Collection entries
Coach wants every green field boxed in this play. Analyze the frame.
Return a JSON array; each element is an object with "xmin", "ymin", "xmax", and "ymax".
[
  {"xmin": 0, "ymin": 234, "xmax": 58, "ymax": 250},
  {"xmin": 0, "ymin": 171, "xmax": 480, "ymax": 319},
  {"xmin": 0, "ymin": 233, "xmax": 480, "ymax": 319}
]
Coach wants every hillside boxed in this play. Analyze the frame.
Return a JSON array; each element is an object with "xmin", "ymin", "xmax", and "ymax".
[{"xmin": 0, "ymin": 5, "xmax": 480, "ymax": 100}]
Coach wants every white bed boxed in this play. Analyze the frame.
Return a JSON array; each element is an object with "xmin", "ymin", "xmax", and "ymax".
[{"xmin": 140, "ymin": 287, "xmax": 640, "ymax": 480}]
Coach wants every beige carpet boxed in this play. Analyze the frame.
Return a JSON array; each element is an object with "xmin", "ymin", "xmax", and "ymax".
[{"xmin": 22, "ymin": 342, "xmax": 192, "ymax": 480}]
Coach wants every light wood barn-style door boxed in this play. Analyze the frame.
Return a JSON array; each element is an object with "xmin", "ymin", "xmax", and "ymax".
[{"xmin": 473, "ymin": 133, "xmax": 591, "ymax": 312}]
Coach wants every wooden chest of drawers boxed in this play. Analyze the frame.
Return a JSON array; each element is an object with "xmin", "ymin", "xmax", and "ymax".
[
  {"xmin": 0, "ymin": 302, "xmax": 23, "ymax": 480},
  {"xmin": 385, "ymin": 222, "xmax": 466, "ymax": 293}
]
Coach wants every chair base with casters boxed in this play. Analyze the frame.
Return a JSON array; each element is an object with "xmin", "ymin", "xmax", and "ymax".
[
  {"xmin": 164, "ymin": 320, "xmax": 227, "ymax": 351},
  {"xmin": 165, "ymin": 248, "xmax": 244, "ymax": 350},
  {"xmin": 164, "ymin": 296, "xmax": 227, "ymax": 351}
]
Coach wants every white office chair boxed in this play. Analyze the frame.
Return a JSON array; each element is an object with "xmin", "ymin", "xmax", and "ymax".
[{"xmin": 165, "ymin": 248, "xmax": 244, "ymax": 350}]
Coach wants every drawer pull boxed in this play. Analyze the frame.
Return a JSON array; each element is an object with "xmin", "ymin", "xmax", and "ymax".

What is expected
Please pull out every line in the rows above that contains the word "chair".

Full output
Coach wants every chair base with casters boxed in this play. Analyze the frame.
Coach wants every white office chair boxed in this play. Analyze the frame.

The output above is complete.